> **What you need to do**: Your task is to reproduce exactly the lines from the one containing "For every instance of the blurred" through the last line below, both ends included, and nothing else, with no pictures.

(Records contained in a dataset)
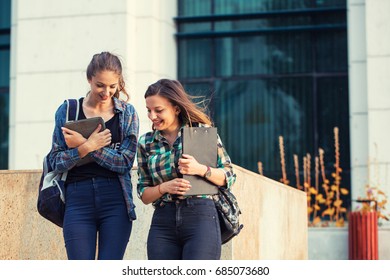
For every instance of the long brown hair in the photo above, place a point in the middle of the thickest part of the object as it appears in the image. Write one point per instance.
(106, 61)
(175, 93)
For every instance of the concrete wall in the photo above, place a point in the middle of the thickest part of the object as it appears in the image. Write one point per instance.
(51, 46)
(274, 218)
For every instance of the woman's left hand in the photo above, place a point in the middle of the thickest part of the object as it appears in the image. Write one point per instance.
(190, 166)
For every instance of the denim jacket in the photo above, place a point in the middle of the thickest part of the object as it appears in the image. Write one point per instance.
(121, 161)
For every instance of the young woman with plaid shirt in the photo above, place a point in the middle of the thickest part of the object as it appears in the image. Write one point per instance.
(183, 227)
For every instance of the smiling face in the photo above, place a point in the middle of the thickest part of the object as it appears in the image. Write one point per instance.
(103, 86)
(163, 114)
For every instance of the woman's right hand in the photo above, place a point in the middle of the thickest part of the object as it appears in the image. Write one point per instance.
(73, 139)
(177, 186)
(98, 140)
(95, 141)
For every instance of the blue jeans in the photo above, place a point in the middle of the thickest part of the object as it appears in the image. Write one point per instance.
(186, 229)
(95, 209)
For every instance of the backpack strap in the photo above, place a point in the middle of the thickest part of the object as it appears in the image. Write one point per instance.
(72, 114)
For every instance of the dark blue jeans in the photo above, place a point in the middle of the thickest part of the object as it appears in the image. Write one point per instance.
(96, 214)
(186, 229)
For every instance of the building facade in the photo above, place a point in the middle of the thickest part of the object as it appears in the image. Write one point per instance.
(266, 68)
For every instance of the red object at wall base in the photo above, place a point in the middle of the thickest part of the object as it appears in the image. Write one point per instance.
(363, 236)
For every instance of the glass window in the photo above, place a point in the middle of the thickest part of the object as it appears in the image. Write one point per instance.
(5, 26)
(268, 69)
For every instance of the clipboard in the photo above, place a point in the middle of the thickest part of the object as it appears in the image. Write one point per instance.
(85, 127)
(201, 143)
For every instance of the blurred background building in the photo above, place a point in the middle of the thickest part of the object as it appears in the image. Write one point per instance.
(265, 68)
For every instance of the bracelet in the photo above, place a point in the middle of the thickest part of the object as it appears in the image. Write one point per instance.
(158, 187)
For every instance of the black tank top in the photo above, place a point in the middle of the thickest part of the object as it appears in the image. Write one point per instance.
(93, 169)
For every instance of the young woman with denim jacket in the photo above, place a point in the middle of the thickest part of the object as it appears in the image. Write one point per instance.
(99, 207)
(183, 226)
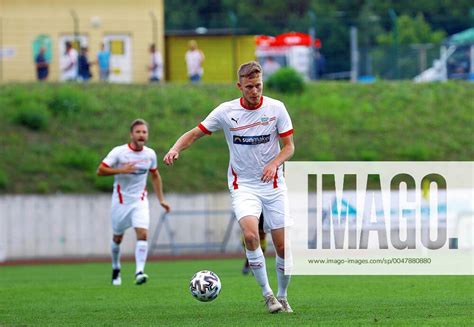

> **Response to this exercise**:
For every instance of the blurred background building in the photo above, place a point in the middle of the thickest part of the object as it appears in the image. Write one point per instance.
(265, 68)
For every instance of the bracelet in the photo above, place a point in the middle of the thickest part of the object as it appears in the image. Write one point per instance.
(158, 187)
For every instance of the black tank top in the photo above, place a point in the middle of the thickest part of the object as it appears in the image. Write one point per instance.
(93, 169)
For every instance of the young woman with denim jacket in the photo above, place a point in the middle of the thickest part of the object as it appears in the image. Write one point per instance.
(99, 207)
(183, 226)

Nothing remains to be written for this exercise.